▸ **About this task**:
With every picture left out, restate the listing below exactly as written.

======== Provided data

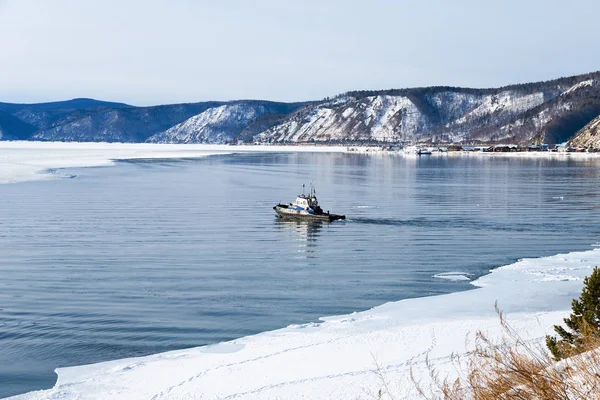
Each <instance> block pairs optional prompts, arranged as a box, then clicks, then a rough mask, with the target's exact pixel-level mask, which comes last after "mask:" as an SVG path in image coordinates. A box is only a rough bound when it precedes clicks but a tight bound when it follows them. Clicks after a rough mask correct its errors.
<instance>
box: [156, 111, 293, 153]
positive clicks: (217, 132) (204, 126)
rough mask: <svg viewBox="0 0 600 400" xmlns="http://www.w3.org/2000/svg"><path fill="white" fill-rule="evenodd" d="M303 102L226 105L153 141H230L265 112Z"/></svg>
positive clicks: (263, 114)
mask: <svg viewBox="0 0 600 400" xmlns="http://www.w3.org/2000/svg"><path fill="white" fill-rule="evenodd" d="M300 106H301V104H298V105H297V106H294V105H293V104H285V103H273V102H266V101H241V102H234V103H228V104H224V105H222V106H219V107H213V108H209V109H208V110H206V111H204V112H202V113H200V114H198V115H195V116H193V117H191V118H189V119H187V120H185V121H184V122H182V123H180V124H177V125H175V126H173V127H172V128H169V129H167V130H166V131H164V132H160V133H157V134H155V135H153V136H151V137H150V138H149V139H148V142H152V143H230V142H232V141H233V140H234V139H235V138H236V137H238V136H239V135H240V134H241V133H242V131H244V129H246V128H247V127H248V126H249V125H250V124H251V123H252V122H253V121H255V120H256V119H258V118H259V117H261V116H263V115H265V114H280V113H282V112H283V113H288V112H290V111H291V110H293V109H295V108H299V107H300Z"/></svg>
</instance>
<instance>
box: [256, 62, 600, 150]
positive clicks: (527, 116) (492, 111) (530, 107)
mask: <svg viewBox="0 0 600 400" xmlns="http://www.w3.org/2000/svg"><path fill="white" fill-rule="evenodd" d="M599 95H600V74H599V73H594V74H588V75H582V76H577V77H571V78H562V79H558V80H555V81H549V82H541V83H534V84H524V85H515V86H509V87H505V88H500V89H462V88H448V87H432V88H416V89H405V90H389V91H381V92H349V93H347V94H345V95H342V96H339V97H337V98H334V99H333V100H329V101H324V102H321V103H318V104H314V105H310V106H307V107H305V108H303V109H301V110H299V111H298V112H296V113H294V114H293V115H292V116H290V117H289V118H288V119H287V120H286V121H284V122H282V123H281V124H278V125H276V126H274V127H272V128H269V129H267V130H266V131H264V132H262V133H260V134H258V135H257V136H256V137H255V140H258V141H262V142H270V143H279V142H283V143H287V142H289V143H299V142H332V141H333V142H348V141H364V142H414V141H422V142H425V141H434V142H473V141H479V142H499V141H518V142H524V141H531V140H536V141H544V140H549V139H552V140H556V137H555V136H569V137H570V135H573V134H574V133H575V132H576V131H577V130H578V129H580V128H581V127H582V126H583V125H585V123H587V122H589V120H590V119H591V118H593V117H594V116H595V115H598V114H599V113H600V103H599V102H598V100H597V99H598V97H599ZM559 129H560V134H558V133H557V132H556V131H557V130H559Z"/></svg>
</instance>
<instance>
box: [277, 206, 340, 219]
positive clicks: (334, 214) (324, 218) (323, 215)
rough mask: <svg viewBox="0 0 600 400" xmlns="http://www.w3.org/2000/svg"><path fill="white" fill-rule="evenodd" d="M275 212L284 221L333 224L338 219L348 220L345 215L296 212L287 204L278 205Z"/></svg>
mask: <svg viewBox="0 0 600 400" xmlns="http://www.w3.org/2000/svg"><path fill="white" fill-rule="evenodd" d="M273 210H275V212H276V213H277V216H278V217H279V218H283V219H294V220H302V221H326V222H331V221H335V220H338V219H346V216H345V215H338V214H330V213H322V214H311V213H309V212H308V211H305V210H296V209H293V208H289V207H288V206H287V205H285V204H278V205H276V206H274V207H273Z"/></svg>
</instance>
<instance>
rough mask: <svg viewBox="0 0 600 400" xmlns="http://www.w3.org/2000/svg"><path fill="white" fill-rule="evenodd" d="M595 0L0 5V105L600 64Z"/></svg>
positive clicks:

================

▸ **Exercise answer**:
Each <instance> block pairs optional prompts, arranged as a box, then clicks, then a rough mask, with the target's exact pixel-level mask, which comes last after "mask:" as an SVG path in image coordinates. A box is only a rough bound when it precedes clicks but a tight bound when it follows them. Clicks after a rough mask correct its errors.
<instance>
box: [156, 111, 293, 153]
positive clicks: (217, 132) (204, 126)
rough mask: <svg viewBox="0 0 600 400" xmlns="http://www.w3.org/2000/svg"><path fill="white" fill-rule="evenodd" d="M303 102L226 105L153 141H230L265 112Z"/></svg>
positive clicks: (263, 114)
mask: <svg viewBox="0 0 600 400" xmlns="http://www.w3.org/2000/svg"><path fill="white" fill-rule="evenodd" d="M300 106H301V104H298V105H297V106H294V105H293V104H285V103H273V102H266V101H241V102H234V103H228V104H224V105H222V106H219V107H213V108H209V109H208V110H206V111H204V112H202V113H200V114H198V115H195V116H193V117H191V118H189V119H187V120H185V121H184V122H182V123H180V124H177V125H175V126H173V127H172V128H169V129H167V130H166V131H164V132H160V133H157V134H155V135H153V136H151V137H150V138H149V139H148V142H152V143H230V142H232V141H233V140H234V139H235V138H236V137H238V136H239V135H240V134H241V133H242V131H244V129H246V128H247V127H248V126H249V125H250V124H251V123H252V122H253V121H255V120H256V119H258V118H259V117H261V116H263V115H265V114H280V113H282V112H283V113H288V112H290V111H291V110H293V109H295V108H299V107H300Z"/></svg>
</instance>
<instance>
box: [256, 62, 600, 150]
positive clicks: (527, 116) (492, 111) (530, 107)
mask: <svg viewBox="0 0 600 400" xmlns="http://www.w3.org/2000/svg"><path fill="white" fill-rule="evenodd" d="M599 95H600V74H599V73H594V74H588V75H582V76H577V77H571V78H562V79H558V80H555V81H549V82H541V83H534V84H524V85H515V86H509V87H505V88H500V89H462V88H448V87H432V88H416V89H405V90H389V91H381V92H349V93H347V94H345V95H342V96H339V97H337V98H334V99H333V100H329V101H324V102H321V103H318V104H314V105H310V106H307V107H305V108H303V109H301V110H299V111H298V112H296V113H294V114H293V115H292V116H290V117H289V118H288V119H287V120H286V121H284V122H282V123H281V124H278V125H276V126H274V127H272V128H269V129H267V130H266V131H264V132H262V133H260V134H258V135H257V136H256V137H255V140H258V141H262V142H270V143H279V142H283V143H287V142H289V143H299V142H332V141H333V142H348V141H364V142H414V141H422V142H425V141H434V142H473V141H479V142H499V141H518V142H524V141H531V140H536V141H544V140H549V139H552V140H556V137H555V136H569V137H570V135H573V134H574V133H575V132H576V131H577V130H578V129H580V128H581V127H582V126H583V125H585V123H587V122H589V120H590V119H591V118H593V117H594V116H595V115H598V114H599V113H600V103H599V102H598V100H597V99H598V97H599ZM559 129H560V134H558V133H557V132H556V131H557V130H559Z"/></svg>
</instance>
<instance>
box: [277, 206, 340, 219]
positive clicks: (334, 214) (324, 218) (323, 215)
rough mask: <svg viewBox="0 0 600 400" xmlns="http://www.w3.org/2000/svg"><path fill="white" fill-rule="evenodd" d="M275 212L284 221L333 224L338 219L348 220L345 215L296 212L287 204L278 205Z"/></svg>
mask: <svg viewBox="0 0 600 400" xmlns="http://www.w3.org/2000/svg"><path fill="white" fill-rule="evenodd" d="M273 210H275V212H276V213H277V216H278V217H279V218H283V219H294V220H302V221H326V222H331V221H335V220H338V219H346V216H345V215H338V214H330V213H322V214H311V213H309V212H308V211H305V210H296V209H293V208H289V207H288V206H287V205H285V204H278V205H276V206H274V207H273Z"/></svg>
</instance>
<instance>
rough mask: <svg viewBox="0 0 600 400" xmlns="http://www.w3.org/2000/svg"><path fill="white" fill-rule="evenodd" d="M595 0L0 5V105L600 64Z"/></svg>
positive clicks:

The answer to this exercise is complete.